The exploration of Western Canadian and US Rocky

Mountain deep, low permeability gas has seen a recent surge as a result of robust gas prices and supply issues. Most of these tight gas formations require stimulation to produce at commercial rates. However, the unique tight gas reservoir characteristics often result in completion and stimulation practices that are either unsuccessful or unrepeatable. One of the most challenging tasks is to estimate reservoir quality prior to stimulation design, and since most of these wells do not have core, operators often rely solely on well logs to select the pay intervals and to estimate permeability.

We have developed a comprehensive reservoir quality evaluation methodology that integrates detailed petrographic and petrophysical core and cutting analyses to greatly improve our understanding of the reservoir rock characteristics, and has resulted in dramatic increases in well stimulation success. The knowledge has been used to:

  1. improve the completion design by selecting the appropriate perforation intervals;

  2. optimize hydraulic fracturing or acid stimulation design;

  3. select proper completion and stimulation fluids to minimize formation damage; and

  4. assist in benchmarking well performance in adjacent producing areas.

Integrated geologic and engineering approach is also important in developing unconventional tight gas reserves.

_INSTRUCTION_
Can you write out the tight gas passage in full, word for word? The entries are unrelated to the tight gas passage.

_EXCERPTED DATA_
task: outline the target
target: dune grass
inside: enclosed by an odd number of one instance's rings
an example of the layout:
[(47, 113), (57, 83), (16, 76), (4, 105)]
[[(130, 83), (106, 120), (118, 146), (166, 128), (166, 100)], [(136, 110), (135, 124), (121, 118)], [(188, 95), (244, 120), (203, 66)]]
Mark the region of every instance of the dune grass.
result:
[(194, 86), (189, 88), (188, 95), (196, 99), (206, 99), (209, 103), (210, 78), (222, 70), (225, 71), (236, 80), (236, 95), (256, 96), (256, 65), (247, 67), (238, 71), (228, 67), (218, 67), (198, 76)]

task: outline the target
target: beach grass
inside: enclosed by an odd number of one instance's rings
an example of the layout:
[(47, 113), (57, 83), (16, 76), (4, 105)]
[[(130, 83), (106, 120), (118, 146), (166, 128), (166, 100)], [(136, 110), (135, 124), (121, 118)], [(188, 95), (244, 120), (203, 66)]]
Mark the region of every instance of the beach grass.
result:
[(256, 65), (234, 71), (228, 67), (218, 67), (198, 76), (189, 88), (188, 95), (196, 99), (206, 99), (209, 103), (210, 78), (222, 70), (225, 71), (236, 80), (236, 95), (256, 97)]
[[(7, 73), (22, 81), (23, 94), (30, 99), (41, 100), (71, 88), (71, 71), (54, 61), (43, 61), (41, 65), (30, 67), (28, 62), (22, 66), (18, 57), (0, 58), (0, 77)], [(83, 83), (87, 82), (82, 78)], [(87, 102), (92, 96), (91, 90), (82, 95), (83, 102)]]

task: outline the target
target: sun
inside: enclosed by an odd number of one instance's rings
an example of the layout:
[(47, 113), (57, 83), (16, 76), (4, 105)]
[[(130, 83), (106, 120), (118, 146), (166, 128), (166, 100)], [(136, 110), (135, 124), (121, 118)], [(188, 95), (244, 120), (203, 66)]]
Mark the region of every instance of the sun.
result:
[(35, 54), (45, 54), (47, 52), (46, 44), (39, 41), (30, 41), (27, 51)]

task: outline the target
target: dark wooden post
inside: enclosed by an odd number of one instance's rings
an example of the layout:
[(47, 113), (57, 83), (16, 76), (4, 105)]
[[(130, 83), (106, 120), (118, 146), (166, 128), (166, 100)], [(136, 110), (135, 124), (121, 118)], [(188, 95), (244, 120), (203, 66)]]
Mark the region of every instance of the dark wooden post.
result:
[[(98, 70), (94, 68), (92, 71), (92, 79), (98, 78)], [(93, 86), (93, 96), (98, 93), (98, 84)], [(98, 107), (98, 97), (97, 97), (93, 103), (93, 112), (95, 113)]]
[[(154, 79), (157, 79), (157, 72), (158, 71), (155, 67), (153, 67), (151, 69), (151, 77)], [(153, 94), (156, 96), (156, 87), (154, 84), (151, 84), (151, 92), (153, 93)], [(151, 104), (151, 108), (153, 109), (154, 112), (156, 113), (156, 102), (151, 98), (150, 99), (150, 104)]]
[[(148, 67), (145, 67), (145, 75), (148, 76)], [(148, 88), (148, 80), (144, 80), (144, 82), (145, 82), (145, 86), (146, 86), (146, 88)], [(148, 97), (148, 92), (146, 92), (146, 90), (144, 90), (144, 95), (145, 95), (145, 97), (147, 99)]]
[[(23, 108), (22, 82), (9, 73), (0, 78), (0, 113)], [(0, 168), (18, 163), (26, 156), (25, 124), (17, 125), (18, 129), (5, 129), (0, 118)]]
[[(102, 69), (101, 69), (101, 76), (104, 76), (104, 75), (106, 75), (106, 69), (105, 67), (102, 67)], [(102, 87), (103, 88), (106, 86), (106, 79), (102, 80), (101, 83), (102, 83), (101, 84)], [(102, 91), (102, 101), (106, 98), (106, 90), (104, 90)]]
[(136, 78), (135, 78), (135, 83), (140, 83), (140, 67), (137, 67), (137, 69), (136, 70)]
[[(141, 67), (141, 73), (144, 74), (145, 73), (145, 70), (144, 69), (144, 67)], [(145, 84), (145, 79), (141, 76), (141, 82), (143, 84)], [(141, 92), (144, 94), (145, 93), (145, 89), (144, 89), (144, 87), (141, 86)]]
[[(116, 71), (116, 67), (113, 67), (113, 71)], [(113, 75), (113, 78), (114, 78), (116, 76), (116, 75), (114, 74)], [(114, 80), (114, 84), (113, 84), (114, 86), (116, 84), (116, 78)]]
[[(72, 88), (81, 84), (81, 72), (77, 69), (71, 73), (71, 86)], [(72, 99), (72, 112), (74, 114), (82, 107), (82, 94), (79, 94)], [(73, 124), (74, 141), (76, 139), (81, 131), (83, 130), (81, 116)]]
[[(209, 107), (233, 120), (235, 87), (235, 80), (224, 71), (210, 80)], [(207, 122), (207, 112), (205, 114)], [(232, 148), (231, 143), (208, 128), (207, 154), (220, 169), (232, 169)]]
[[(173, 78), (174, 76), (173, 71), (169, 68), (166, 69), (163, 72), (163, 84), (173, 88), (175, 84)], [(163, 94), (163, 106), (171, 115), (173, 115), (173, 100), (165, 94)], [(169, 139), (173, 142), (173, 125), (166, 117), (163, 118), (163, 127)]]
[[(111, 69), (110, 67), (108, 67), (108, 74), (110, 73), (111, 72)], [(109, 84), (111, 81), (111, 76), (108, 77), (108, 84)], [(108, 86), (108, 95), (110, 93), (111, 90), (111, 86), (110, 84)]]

_OUTPUT OF THE EXERCISE_
The exploration of Western Canadian and US Rocky

Mountain deep, low permeability gas has seen a recent surge as a result of robust gas prices and supply issues. Most of these tight gas formations require stimulation to produce at commercial rates. However, the unique tight gas reservoir characteristics often result in completion and stimulation practices that are either unsuccessful or unrepeatable. One of the most challenging tasks is to estimate reservoir quality prior to stimulation design, and since most of these wells do not have core, operators often rely solely on well logs to select the pay intervals and to estimate permeability.

We have developed a comprehensive reservoir quality evaluation methodology that integrates detailed petrographic and petrophysical core and cutting analyses to greatly improve our understanding of the reservoir rock characteristics, and has resulted in dramatic increases in well stimulation success. The knowledge has been used to:

  1. improve the completion design by selecting the appropriate perforation intervals;

  2. optimize hydraulic fracturing or acid stimulation design;

  3. select proper completion and stimulation fluids to minimize formation damage; and

  4. assist in benchmarking well performance in adjacent producing areas.

Integrated geologic and engineering approach is also important in developing unconventional tight gas reserves.